**Records provided**
▼▼▼

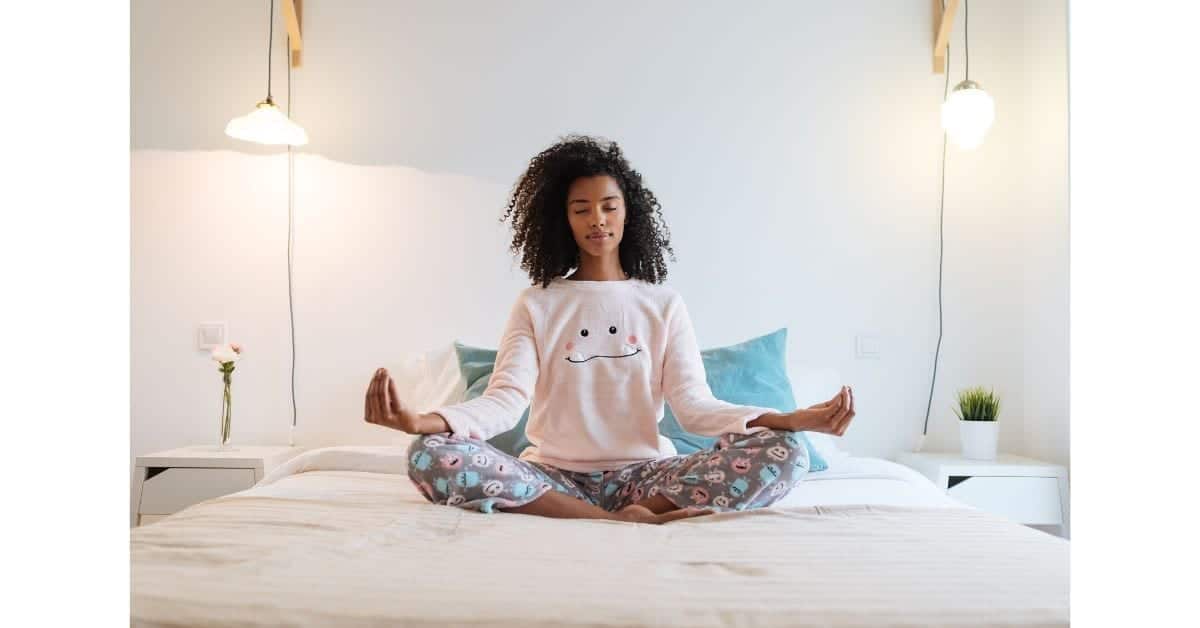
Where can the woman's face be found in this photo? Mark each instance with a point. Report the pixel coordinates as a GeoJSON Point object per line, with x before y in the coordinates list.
{"type": "Point", "coordinates": [595, 208]}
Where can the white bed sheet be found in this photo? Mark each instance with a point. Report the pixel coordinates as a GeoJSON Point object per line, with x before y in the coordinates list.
{"type": "Point", "coordinates": [340, 537]}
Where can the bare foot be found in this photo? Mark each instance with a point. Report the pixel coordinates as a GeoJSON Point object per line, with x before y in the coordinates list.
{"type": "Point", "coordinates": [641, 514]}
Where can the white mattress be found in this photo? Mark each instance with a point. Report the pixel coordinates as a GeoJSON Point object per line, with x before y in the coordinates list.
{"type": "Point", "coordinates": [339, 537]}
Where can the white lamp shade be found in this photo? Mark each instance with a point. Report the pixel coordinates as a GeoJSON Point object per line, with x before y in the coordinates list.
{"type": "Point", "coordinates": [967, 115]}
{"type": "Point", "coordinates": [267, 125]}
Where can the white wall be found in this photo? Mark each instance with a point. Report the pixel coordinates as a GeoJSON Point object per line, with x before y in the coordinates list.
{"type": "Point", "coordinates": [793, 145]}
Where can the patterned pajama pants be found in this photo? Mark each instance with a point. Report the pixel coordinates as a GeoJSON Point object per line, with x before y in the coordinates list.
{"type": "Point", "coordinates": [737, 473]}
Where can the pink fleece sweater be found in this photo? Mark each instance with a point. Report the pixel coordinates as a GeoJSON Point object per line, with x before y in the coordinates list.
{"type": "Point", "coordinates": [597, 359]}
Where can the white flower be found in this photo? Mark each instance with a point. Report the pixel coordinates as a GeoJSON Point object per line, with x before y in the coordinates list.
{"type": "Point", "coordinates": [223, 353]}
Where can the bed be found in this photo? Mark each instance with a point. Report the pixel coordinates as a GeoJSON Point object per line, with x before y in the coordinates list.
{"type": "Point", "coordinates": [340, 537]}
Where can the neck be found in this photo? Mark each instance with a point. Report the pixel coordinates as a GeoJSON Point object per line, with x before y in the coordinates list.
{"type": "Point", "coordinates": [599, 269]}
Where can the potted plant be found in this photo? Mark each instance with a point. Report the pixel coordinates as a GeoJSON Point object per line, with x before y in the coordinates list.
{"type": "Point", "coordinates": [978, 430]}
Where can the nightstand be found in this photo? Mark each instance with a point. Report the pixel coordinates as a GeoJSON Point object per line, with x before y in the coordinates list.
{"type": "Point", "coordinates": [168, 482]}
{"type": "Point", "coordinates": [1021, 489]}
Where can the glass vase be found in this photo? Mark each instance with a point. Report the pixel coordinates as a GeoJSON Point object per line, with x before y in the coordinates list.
{"type": "Point", "coordinates": [227, 411]}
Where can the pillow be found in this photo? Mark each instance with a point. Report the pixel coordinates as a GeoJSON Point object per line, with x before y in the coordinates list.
{"type": "Point", "coordinates": [754, 374]}
{"type": "Point", "coordinates": [477, 365]}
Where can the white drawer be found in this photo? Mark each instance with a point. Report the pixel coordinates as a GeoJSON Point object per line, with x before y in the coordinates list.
{"type": "Point", "coordinates": [1021, 498]}
{"type": "Point", "coordinates": [178, 488]}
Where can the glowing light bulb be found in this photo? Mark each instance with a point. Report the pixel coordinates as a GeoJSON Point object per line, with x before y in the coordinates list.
{"type": "Point", "coordinates": [967, 114]}
{"type": "Point", "coordinates": [267, 125]}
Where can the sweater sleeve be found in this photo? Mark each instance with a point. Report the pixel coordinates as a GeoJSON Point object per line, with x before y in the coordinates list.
{"type": "Point", "coordinates": [510, 387]}
{"type": "Point", "coordinates": [685, 386]}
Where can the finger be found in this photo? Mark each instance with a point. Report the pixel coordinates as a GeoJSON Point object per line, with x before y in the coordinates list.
{"type": "Point", "coordinates": [840, 428]}
{"type": "Point", "coordinates": [370, 400]}
{"type": "Point", "coordinates": [376, 406]}
{"type": "Point", "coordinates": [393, 398]}
{"type": "Point", "coordinates": [835, 420]}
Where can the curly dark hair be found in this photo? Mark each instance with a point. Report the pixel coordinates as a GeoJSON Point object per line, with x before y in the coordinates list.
{"type": "Point", "coordinates": [541, 233]}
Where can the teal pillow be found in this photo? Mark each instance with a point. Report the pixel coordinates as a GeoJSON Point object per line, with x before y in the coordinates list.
{"type": "Point", "coordinates": [751, 374]}
{"type": "Point", "coordinates": [477, 365]}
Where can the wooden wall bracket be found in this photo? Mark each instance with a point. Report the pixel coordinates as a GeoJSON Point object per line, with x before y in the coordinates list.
{"type": "Point", "coordinates": [292, 18]}
{"type": "Point", "coordinates": [943, 23]}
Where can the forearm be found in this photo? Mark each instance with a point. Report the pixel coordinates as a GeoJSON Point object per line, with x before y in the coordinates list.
{"type": "Point", "coordinates": [772, 420]}
{"type": "Point", "coordinates": [431, 423]}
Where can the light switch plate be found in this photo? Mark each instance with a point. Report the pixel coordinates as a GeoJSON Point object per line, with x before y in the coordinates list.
{"type": "Point", "coordinates": [210, 335]}
{"type": "Point", "coordinates": [867, 347]}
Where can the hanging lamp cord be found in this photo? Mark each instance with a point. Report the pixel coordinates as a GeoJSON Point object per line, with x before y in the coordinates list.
{"type": "Point", "coordinates": [941, 246]}
{"type": "Point", "coordinates": [270, 40]}
{"type": "Point", "coordinates": [966, 40]}
{"type": "Point", "coordinates": [292, 321]}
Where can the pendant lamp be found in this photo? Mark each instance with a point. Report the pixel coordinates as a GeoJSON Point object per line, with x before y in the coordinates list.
{"type": "Point", "coordinates": [969, 112]}
{"type": "Point", "coordinates": [267, 124]}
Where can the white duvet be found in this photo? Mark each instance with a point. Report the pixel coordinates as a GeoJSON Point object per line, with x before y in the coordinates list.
{"type": "Point", "coordinates": [340, 537]}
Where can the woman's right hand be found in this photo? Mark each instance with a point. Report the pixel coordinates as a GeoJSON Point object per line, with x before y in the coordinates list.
{"type": "Point", "coordinates": [829, 417]}
{"type": "Point", "coordinates": [383, 406]}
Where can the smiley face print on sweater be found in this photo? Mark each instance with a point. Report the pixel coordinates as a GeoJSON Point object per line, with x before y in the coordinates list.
{"type": "Point", "coordinates": [600, 333]}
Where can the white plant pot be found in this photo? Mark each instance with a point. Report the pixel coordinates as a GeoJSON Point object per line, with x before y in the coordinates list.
{"type": "Point", "coordinates": [979, 438]}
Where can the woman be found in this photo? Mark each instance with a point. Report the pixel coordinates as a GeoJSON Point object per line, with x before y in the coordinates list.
{"type": "Point", "coordinates": [598, 351]}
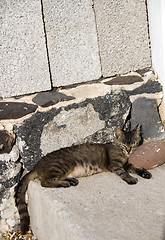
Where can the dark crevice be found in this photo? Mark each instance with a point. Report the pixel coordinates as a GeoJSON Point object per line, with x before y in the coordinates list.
{"type": "Point", "coordinates": [46, 43]}
{"type": "Point", "coordinates": [127, 124]}
{"type": "Point", "coordinates": [147, 14]}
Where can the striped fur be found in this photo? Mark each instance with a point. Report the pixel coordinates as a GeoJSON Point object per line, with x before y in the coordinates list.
{"type": "Point", "coordinates": [62, 167]}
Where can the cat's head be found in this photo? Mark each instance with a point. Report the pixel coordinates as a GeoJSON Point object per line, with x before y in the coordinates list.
{"type": "Point", "coordinates": [128, 141]}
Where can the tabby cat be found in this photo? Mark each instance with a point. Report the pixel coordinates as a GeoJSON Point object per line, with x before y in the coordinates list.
{"type": "Point", "coordinates": [61, 168]}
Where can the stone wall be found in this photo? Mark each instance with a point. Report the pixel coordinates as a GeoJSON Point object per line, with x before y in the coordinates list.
{"type": "Point", "coordinates": [86, 113]}
{"type": "Point", "coordinates": [47, 44]}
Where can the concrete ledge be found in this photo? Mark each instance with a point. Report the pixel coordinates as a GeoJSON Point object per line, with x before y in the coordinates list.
{"type": "Point", "coordinates": [101, 207]}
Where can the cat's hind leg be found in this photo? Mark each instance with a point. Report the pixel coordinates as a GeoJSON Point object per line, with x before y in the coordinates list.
{"type": "Point", "coordinates": [54, 183]}
{"type": "Point", "coordinates": [72, 181]}
{"type": "Point", "coordinates": [138, 170]}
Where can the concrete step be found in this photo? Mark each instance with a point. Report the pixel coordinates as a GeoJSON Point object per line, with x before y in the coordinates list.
{"type": "Point", "coordinates": [101, 207]}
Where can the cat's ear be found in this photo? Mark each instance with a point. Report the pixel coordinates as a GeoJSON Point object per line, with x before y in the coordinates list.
{"type": "Point", "coordinates": [137, 130]}
{"type": "Point", "coordinates": [119, 133]}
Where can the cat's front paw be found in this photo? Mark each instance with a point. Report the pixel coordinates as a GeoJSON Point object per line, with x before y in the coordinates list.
{"type": "Point", "coordinates": [144, 173]}
{"type": "Point", "coordinates": [131, 180]}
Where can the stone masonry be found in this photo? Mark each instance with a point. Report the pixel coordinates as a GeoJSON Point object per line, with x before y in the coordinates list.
{"type": "Point", "coordinates": [52, 43]}
{"type": "Point", "coordinates": [91, 115]}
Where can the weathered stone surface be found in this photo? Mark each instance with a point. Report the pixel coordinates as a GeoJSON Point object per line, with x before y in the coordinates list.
{"type": "Point", "coordinates": [24, 65]}
{"type": "Point", "coordinates": [46, 99]}
{"type": "Point", "coordinates": [101, 207]}
{"type": "Point", "coordinates": [124, 80]}
{"type": "Point", "coordinates": [6, 141]}
{"type": "Point", "coordinates": [48, 131]}
{"type": "Point", "coordinates": [144, 70]}
{"type": "Point", "coordinates": [144, 112]}
{"type": "Point", "coordinates": [10, 172]}
{"type": "Point", "coordinates": [149, 155]}
{"type": "Point", "coordinates": [14, 110]}
{"type": "Point", "coordinates": [72, 41]}
{"type": "Point", "coordinates": [150, 86]}
{"type": "Point", "coordinates": [123, 35]}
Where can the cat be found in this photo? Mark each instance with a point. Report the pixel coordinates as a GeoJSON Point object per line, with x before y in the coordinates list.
{"type": "Point", "coordinates": [61, 168]}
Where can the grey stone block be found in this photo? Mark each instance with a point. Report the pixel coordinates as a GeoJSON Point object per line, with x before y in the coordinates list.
{"type": "Point", "coordinates": [72, 41]}
{"type": "Point", "coordinates": [123, 35]}
{"type": "Point", "coordinates": [24, 65]}
{"type": "Point", "coordinates": [144, 112]}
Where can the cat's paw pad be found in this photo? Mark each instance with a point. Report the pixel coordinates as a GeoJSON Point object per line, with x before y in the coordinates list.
{"type": "Point", "coordinates": [146, 174]}
{"type": "Point", "coordinates": [73, 181]}
{"type": "Point", "coordinates": [131, 180]}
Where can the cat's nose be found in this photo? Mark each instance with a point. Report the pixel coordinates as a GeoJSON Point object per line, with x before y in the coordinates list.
{"type": "Point", "coordinates": [129, 149]}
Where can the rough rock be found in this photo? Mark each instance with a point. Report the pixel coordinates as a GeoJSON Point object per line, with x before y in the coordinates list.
{"type": "Point", "coordinates": [48, 131]}
{"type": "Point", "coordinates": [101, 207]}
{"type": "Point", "coordinates": [45, 99]}
{"type": "Point", "coordinates": [15, 110]}
{"type": "Point", "coordinates": [6, 141]}
{"type": "Point", "coordinates": [150, 86]}
{"type": "Point", "coordinates": [149, 155]}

▲▲▲

**What you will do**
Starting with the line that contains "Where can the grey", return each line through the last one of the data above, exactly as written and nothing more.

**Output of the task**
Where can the grey stone block be found in this photo? Mark each instance with a point. Report the pixel coordinates as a GeoJSON Point object per line, with x before y in the coordinates list.
{"type": "Point", "coordinates": [72, 41]}
{"type": "Point", "coordinates": [123, 35]}
{"type": "Point", "coordinates": [24, 65]}
{"type": "Point", "coordinates": [144, 112]}
Where can the cat's paw pad be found in this photo? Mark each instance with a point. Report the pixel coordinates as a GeoJSON Point object per line, with x before y in the coordinates list.
{"type": "Point", "coordinates": [146, 174]}
{"type": "Point", "coordinates": [73, 181]}
{"type": "Point", "coordinates": [131, 180]}
Where can the cat's nose be found in this photo? Mark each instance with a point. Report the pixel coordinates as a GeoJSON Point object per line, with x before y in the coordinates list.
{"type": "Point", "coordinates": [129, 149]}
Where can the rough rock be found in this photo? Mark each instance with a point. Report the pixel coordinates as a GeoJSON Point object per line, with x before y in the coordinates list.
{"type": "Point", "coordinates": [48, 131]}
{"type": "Point", "coordinates": [101, 207]}
{"type": "Point", "coordinates": [45, 99]}
{"type": "Point", "coordinates": [15, 110]}
{"type": "Point", "coordinates": [6, 141]}
{"type": "Point", "coordinates": [150, 86]}
{"type": "Point", "coordinates": [149, 155]}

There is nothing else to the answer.